Dettagli del problema
Trascrivi parola per parola tutte le righe qui sotto, omettendo le immagini.

Dati in ingresso

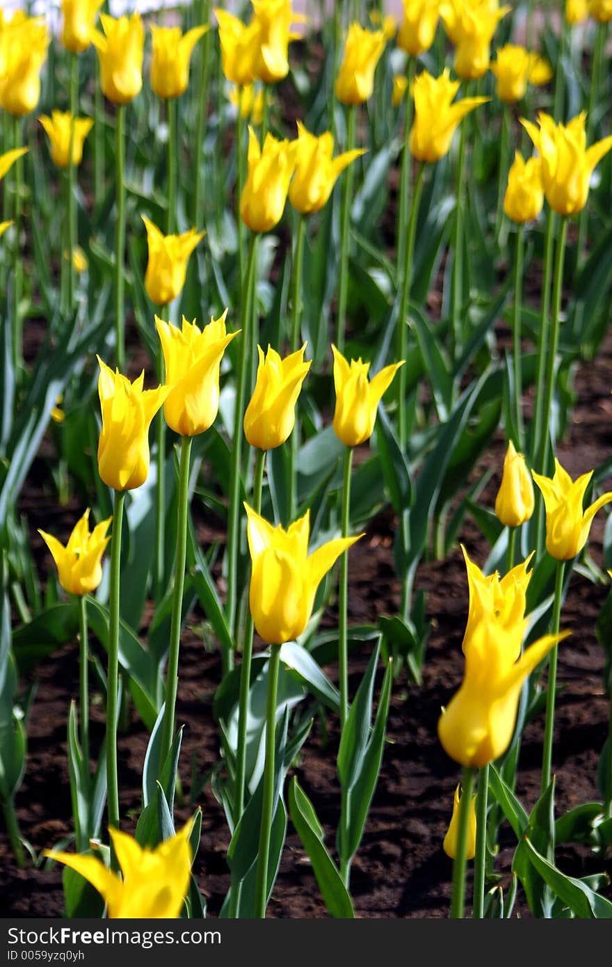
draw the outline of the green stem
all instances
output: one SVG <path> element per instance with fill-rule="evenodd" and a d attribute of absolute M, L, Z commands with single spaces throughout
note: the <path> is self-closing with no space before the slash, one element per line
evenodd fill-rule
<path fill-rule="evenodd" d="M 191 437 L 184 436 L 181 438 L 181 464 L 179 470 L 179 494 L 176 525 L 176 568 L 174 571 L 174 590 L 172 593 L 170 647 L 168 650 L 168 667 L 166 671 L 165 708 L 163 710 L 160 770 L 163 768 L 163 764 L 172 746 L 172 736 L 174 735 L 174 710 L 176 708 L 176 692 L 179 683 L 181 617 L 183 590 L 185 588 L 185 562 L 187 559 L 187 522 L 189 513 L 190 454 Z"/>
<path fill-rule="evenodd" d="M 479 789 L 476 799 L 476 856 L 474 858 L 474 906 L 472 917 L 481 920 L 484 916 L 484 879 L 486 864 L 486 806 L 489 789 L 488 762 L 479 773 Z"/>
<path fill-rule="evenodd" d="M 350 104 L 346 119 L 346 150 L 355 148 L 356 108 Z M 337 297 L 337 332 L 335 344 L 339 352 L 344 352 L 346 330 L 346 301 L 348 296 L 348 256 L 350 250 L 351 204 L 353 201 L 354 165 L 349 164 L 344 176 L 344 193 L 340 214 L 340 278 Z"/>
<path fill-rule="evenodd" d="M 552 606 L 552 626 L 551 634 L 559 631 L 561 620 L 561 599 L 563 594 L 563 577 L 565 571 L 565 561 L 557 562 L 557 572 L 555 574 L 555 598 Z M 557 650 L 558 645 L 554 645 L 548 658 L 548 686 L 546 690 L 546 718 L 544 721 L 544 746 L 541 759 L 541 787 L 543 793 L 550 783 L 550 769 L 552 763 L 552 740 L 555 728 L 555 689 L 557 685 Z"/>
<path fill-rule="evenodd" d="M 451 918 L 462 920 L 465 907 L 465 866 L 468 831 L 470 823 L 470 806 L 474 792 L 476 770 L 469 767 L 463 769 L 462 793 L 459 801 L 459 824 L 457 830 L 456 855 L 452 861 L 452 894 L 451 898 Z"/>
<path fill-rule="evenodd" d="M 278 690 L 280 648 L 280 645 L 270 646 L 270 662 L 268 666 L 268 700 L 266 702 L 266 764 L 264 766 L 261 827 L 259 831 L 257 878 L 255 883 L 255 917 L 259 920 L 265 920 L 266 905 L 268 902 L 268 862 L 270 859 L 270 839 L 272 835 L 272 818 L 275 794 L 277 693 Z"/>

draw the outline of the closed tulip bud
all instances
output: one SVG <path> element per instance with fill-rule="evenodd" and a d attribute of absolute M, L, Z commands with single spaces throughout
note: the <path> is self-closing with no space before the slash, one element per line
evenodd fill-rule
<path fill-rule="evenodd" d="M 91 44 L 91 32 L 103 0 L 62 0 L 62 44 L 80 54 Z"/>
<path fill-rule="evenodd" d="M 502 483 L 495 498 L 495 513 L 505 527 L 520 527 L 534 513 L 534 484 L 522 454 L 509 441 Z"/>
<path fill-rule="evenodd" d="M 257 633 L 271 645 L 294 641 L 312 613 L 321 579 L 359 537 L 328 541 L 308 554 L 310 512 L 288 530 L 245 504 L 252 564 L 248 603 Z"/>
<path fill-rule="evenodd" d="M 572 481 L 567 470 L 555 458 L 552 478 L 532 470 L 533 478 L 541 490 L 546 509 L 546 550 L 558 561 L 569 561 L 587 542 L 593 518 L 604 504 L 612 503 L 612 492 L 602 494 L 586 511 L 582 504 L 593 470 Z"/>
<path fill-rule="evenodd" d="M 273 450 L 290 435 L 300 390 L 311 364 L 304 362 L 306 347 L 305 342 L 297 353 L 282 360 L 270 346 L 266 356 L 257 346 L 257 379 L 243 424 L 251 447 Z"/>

Soluzione esercizio
draw the outline of the green stem
all instances
output: one SVG <path> element per instance with fill-rule="evenodd" and a d attribute of absolute M, L, Z commands with single spaces throughout
note: the <path> is self-closing with no space before the slash, one element per line
evenodd fill-rule
<path fill-rule="evenodd" d="M 191 437 L 184 436 L 181 438 L 181 464 L 179 470 L 179 494 L 176 525 L 176 568 L 174 571 L 174 590 L 172 593 L 170 647 L 168 650 L 168 667 L 166 671 L 165 708 L 163 710 L 160 770 L 163 768 L 163 764 L 172 746 L 172 736 L 174 735 L 174 710 L 176 708 L 176 692 L 179 683 L 181 617 L 183 590 L 185 588 L 185 562 L 187 559 L 187 522 L 189 513 L 190 454 Z"/>
<path fill-rule="evenodd" d="M 479 789 L 476 799 L 476 856 L 474 858 L 474 906 L 472 917 L 481 920 L 484 916 L 484 879 L 486 864 L 486 806 L 489 789 L 488 762 L 479 773 Z"/>
<path fill-rule="evenodd" d="M 350 104 L 346 119 L 346 150 L 355 148 L 356 108 Z M 337 297 L 337 332 L 335 344 L 339 352 L 344 352 L 346 330 L 346 301 L 348 296 L 348 256 L 350 250 L 351 204 L 353 201 L 354 165 L 349 164 L 344 176 L 344 193 L 340 214 L 340 278 Z"/>
<path fill-rule="evenodd" d="M 552 606 L 552 626 L 551 634 L 559 631 L 561 620 L 561 599 L 563 594 L 563 577 L 565 571 L 565 561 L 557 562 L 557 572 L 555 574 L 555 598 Z M 557 650 L 558 645 L 554 645 L 548 658 L 548 686 L 546 690 L 546 718 L 544 721 L 544 746 L 541 759 L 541 787 L 543 793 L 550 783 L 550 769 L 552 763 L 552 740 L 555 728 L 555 689 L 557 685 Z"/>
<path fill-rule="evenodd" d="M 451 918 L 462 920 L 465 907 L 465 866 L 468 831 L 470 823 L 470 806 L 474 792 L 476 770 L 469 767 L 463 769 L 462 793 L 459 801 L 459 824 L 457 830 L 456 855 L 452 861 L 452 894 L 451 898 Z"/>
<path fill-rule="evenodd" d="M 278 690 L 280 648 L 280 645 L 270 646 L 270 662 L 268 666 L 268 700 L 266 702 L 266 764 L 264 766 L 261 827 L 259 831 L 257 878 L 255 883 L 255 917 L 259 920 L 265 920 L 266 905 L 268 902 L 268 862 L 270 859 L 270 839 L 272 835 L 272 818 L 275 794 L 277 693 Z"/>

draw the outline of the closed tulip bud
all instances
output: one SVG <path> element per instance with fill-rule="evenodd" and a d attribute of absolute M, L, Z commands with single spaces throughout
note: the <path> is self-closing with no space before the slash, one element per line
evenodd fill-rule
<path fill-rule="evenodd" d="M 91 44 L 91 32 L 103 0 L 62 0 L 62 44 L 80 54 Z"/>
<path fill-rule="evenodd" d="M 502 483 L 495 498 L 495 513 L 505 527 L 520 527 L 534 513 L 534 484 L 522 454 L 509 441 Z"/>
<path fill-rule="evenodd" d="M 257 633 L 271 645 L 294 641 L 312 613 L 321 579 L 359 537 L 328 541 L 308 554 L 310 512 L 288 530 L 245 504 L 252 564 L 248 603 Z"/>
<path fill-rule="evenodd" d="M 572 481 L 567 470 L 555 458 L 552 478 L 532 470 L 533 478 L 541 490 L 546 509 L 546 550 L 558 561 L 569 561 L 587 542 L 593 518 L 604 504 L 612 503 L 612 492 L 602 494 L 586 511 L 582 504 L 593 470 Z"/>
<path fill-rule="evenodd" d="M 273 450 L 290 435 L 300 390 L 311 364 L 304 362 L 306 347 L 305 342 L 297 353 L 282 360 L 270 346 L 266 356 L 257 346 L 257 379 L 243 424 L 251 447 Z"/>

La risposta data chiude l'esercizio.